## Exercise
Count how many lines in the rows below contain the string "window". Reply with the number only.

══ Excerpted records

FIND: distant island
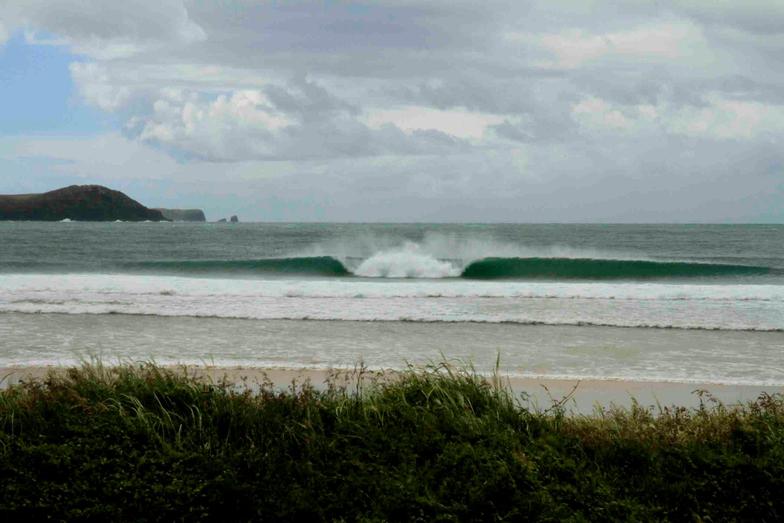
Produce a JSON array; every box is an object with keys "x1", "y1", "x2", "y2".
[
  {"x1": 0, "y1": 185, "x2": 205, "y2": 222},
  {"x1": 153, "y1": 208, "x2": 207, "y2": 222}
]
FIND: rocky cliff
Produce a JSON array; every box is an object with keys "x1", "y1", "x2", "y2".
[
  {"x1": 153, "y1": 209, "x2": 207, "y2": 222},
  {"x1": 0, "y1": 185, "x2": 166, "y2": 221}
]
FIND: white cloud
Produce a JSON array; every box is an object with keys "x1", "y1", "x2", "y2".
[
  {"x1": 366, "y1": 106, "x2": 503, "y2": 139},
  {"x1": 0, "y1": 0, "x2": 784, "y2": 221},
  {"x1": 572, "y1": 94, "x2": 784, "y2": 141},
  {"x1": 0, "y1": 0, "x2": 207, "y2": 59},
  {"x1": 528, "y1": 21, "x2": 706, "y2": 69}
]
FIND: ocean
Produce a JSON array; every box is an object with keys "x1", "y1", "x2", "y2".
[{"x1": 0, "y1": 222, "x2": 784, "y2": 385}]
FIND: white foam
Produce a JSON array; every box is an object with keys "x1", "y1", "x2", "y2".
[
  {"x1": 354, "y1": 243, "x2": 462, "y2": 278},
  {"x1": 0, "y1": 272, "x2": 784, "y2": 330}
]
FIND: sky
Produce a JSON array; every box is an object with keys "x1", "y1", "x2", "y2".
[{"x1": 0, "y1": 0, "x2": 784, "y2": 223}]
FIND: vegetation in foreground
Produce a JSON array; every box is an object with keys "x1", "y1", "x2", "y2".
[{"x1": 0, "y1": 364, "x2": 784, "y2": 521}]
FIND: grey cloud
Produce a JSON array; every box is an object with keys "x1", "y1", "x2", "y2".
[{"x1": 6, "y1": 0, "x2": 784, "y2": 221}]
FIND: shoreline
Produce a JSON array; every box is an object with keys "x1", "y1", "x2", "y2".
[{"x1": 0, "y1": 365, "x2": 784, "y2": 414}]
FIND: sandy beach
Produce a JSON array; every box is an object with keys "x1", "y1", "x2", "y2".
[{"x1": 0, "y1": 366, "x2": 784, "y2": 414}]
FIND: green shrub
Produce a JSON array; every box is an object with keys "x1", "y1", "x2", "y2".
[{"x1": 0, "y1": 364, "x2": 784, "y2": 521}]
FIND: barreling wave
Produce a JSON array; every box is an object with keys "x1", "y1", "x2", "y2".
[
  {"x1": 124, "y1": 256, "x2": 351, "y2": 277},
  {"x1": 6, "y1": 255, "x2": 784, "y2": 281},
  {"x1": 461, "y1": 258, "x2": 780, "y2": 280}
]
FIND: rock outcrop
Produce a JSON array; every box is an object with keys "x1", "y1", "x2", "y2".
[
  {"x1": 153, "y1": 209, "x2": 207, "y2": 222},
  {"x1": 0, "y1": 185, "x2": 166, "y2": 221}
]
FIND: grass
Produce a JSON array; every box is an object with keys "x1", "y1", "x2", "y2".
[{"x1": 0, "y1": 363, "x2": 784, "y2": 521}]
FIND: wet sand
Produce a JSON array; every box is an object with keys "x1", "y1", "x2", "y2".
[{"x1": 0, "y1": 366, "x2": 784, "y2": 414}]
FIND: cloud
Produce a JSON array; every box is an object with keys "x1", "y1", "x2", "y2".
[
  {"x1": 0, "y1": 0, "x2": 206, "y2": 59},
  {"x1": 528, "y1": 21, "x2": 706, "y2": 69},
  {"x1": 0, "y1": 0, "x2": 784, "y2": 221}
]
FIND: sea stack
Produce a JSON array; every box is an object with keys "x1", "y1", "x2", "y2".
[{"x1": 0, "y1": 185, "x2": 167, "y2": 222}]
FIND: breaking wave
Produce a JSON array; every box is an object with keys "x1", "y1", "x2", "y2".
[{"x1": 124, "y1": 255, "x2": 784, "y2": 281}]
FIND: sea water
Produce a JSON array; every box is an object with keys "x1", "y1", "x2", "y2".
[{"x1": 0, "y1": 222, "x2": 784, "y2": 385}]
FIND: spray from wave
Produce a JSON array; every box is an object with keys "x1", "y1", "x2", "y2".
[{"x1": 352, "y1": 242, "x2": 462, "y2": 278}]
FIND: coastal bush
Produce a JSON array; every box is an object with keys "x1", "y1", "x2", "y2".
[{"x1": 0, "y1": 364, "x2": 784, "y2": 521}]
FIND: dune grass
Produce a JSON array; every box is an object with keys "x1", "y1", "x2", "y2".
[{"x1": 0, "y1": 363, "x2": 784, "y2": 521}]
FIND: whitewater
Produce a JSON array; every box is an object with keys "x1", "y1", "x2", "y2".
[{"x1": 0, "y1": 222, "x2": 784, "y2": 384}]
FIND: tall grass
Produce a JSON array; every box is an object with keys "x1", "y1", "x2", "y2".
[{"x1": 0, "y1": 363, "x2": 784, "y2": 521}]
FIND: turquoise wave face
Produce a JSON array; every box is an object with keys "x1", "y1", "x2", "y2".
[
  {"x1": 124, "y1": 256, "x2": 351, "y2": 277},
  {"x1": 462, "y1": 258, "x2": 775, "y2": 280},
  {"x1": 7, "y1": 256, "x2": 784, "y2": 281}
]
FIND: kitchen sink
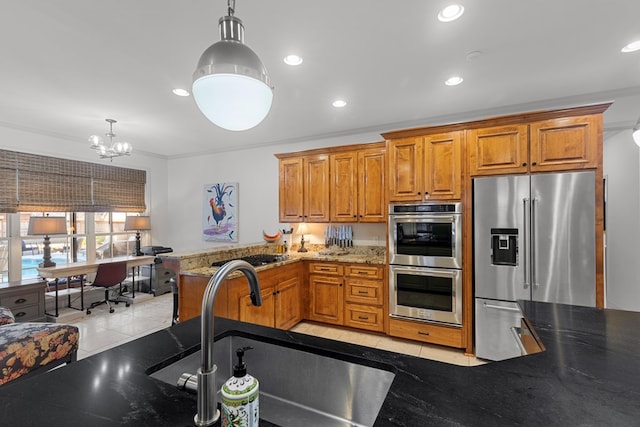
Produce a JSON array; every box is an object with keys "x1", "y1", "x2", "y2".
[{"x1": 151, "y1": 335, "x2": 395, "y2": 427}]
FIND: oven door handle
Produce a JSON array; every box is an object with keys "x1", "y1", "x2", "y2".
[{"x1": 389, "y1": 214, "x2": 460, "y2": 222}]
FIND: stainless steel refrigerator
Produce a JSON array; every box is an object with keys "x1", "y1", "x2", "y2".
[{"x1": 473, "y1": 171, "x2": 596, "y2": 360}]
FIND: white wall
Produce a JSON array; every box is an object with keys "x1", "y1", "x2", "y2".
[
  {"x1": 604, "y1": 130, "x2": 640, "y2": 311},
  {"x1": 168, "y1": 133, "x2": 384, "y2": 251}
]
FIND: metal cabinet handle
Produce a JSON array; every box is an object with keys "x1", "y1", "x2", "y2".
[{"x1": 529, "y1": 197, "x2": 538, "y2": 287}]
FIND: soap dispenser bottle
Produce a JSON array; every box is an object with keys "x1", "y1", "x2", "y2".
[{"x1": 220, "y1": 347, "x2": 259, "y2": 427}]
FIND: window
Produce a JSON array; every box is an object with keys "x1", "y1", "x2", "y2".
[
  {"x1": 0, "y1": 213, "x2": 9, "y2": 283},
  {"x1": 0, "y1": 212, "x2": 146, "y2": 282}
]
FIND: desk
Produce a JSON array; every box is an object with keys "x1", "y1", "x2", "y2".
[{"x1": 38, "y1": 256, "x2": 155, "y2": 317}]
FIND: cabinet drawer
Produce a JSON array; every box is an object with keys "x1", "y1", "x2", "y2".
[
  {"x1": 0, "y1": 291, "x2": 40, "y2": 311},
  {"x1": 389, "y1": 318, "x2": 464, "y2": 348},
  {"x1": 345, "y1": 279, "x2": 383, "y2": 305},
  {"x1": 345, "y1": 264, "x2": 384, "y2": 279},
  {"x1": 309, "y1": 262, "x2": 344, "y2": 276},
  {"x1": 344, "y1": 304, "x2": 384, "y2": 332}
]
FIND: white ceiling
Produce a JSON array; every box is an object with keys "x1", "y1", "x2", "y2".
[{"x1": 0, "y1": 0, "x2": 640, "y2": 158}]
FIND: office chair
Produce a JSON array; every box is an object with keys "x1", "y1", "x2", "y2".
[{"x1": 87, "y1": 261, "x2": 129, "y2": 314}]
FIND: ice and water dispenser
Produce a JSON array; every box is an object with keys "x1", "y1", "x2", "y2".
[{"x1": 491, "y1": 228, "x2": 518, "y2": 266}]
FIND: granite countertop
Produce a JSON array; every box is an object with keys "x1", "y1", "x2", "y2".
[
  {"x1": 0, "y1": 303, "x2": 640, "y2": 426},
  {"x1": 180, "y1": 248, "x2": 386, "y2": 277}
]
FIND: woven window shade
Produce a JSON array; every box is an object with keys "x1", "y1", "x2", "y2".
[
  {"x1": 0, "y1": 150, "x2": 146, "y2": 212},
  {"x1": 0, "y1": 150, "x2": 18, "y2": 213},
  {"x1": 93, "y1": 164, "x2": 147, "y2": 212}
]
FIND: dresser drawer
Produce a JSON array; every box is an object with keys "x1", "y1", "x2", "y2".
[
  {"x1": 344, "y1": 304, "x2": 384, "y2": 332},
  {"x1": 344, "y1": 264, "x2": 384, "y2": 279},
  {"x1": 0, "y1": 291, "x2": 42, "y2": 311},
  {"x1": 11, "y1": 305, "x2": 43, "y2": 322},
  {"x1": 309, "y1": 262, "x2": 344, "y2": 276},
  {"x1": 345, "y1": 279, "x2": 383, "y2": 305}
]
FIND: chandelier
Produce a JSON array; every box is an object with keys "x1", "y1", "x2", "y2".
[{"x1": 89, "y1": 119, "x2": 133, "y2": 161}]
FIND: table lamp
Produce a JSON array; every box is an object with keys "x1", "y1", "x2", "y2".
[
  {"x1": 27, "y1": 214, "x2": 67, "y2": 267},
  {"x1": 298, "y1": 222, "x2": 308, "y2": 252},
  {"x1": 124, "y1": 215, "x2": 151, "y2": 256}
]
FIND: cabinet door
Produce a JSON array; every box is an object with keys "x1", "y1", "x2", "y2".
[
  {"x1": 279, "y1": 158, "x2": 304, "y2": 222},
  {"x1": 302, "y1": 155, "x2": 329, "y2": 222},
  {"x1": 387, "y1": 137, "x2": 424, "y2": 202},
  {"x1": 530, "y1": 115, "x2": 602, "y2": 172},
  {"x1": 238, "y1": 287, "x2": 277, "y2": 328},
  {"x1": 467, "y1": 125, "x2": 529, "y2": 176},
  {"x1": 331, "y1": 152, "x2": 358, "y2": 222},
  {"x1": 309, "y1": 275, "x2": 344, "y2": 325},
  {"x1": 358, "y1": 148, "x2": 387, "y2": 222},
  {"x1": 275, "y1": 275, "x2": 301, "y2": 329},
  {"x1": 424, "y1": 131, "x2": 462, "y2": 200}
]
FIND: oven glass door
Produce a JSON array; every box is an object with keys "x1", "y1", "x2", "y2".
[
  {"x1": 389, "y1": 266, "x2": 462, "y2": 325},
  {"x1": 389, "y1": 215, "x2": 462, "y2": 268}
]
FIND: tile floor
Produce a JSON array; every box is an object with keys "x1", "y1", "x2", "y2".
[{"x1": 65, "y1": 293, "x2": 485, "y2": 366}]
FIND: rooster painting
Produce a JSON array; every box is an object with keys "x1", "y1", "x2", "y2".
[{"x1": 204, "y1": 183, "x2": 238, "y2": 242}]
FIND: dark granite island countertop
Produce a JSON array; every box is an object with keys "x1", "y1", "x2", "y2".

════
══ Excerpted records

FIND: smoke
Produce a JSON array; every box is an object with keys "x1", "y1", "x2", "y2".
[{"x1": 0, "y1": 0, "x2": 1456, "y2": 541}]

════

## Reply
2